**Task description**. Without the images, write out the whole listing exactly.

++++ Dataset content ++++

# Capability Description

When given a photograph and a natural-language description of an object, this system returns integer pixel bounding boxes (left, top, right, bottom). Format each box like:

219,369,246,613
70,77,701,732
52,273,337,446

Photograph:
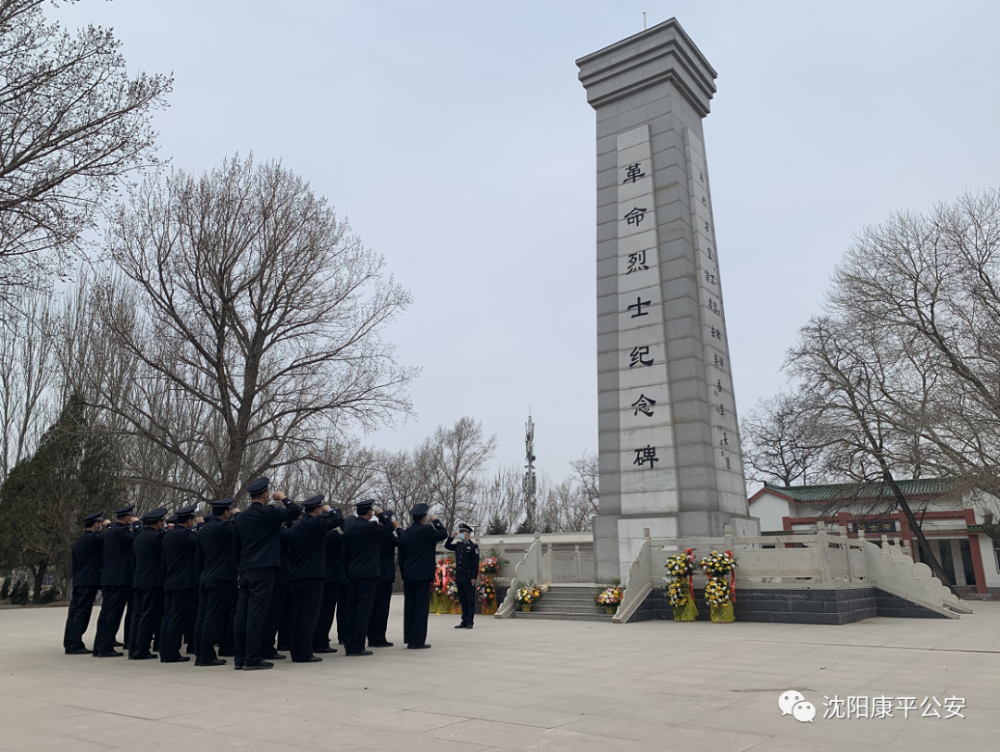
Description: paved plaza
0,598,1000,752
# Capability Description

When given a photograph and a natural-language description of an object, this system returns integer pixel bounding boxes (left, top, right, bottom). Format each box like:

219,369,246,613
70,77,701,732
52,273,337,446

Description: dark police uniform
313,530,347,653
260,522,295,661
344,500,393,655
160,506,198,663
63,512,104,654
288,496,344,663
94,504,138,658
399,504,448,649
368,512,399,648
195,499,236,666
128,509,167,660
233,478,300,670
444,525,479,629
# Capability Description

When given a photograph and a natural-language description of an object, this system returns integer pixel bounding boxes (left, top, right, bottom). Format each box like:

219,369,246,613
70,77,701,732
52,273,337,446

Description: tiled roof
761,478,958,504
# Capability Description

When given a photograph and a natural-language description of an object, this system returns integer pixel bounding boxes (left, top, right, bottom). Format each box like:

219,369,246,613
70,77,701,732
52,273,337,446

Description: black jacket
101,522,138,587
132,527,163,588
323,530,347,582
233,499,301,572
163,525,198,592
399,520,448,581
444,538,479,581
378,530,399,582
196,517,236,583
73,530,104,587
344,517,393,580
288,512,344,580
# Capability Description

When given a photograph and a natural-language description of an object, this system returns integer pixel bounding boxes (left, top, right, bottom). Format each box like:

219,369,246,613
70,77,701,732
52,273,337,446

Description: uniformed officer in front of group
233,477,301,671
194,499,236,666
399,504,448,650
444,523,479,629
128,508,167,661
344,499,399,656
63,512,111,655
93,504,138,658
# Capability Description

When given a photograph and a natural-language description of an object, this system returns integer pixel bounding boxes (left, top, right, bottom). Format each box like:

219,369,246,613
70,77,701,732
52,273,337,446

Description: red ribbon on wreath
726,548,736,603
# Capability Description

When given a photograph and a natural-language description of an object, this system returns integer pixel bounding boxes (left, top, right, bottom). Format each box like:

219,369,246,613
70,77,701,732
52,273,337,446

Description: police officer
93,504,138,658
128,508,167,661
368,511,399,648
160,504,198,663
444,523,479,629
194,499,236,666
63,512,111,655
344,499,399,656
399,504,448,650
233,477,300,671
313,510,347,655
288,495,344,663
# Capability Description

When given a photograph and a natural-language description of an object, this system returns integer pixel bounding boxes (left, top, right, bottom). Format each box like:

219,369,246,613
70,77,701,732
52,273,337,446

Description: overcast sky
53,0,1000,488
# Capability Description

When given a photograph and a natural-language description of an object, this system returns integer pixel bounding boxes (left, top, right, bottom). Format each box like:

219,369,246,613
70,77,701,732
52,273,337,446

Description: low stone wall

++++

**Written reply**.
# Capability Description

When given a photograph and a natural-language description of an object, this system returns integer pixel bounding boxes (left, top, right, bottom). Format each box like:

219,369,246,613
70,77,701,732
52,273,337,446

Photograph:
Description: paved plaza
0,598,1000,752
# Capability Description

When given a photograph and a natural-language description of an object, this system returns integer pixel bounding boxes (left, top, right, bottom). Format each box like:

219,369,246,613
70,77,701,732
52,273,337,446

Description: dark police uniform
313,530,347,653
260,522,295,661
344,500,393,655
160,506,198,663
63,512,104,654
288,496,344,663
94,504,138,658
399,504,448,649
368,512,399,648
195,499,236,666
128,509,167,660
233,478,300,670
444,525,479,629
# Capability Description

When given a photograph and a natural-language description of an object, this system returns integer pixel bounding boxes (left, top, right, bottom). Format each box like:

219,369,246,613
70,77,701,732
52,273,337,446

Description: tiled roof
761,478,958,504
# Capability Description

When given a photograph and a natural-language description of an object, this system returns integer pixel bounding boxes (left, top, right, bottom). Format each box like:

219,369,246,613
70,77,701,732
52,273,337,446

Description: black jacket
101,522,138,587
132,527,163,588
323,530,347,582
233,499,301,572
163,525,198,592
399,520,448,581
444,538,479,581
378,530,399,582
196,517,236,583
73,530,104,587
344,517,393,580
288,512,344,580
# Capability Description

When given a photograph and a natural-language description of an object, this system returns integer pixel bounding boxes (left, top, right, bottom). Format each box like:

219,369,246,613
70,77,701,732
52,273,337,446

Description: uniformed officer in front of group
233,477,301,671
194,499,236,666
399,504,448,650
444,523,479,629
128,508,167,661
344,499,399,656
63,512,111,655
93,504,138,658
# Capability Description

When given a photograph and a natural-language description of an object, this system returns integer pixel bounding boxes (left, top, right, bottom). Format each box like:

219,369,246,613
70,77,701,732
52,273,337,446

Description: red ribbon on wreath
726,548,736,603
# Capability Description

When given a photograph and a natural-language description of an object, this system returns integer pixel bounding boxes (left, top, right, bottom). Format each box like:

219,369,246,613
70,77,701,732
52,273,337,446

Description: police officer
93,504,138,658
128,508,167,661
368,511,399,648
160,504,198,663
444,523,479,629
194,499,236,666
63,512,111,655
344,499,399,656
399,504,448,650
233,477,300,671
313,510,347,655
288,495,344,663
# Capability Description

When given a photograph and a natural-language description of an object, this system returns integer pixel bounding boxes (left, top, right, bottom). Format each box like:

219,369,246,613
70,77,701,732
52,273,337,446

Description: overcast sky
53,0,1000,488
# Capability Description

When given a photograph and a natural-language description of an object, this system returns integer pixel bounding boxes (left, top, right, bottom). Format each box like:

219,369,246,613
70,77,701,732
52,273,337,446

Description: low stone wall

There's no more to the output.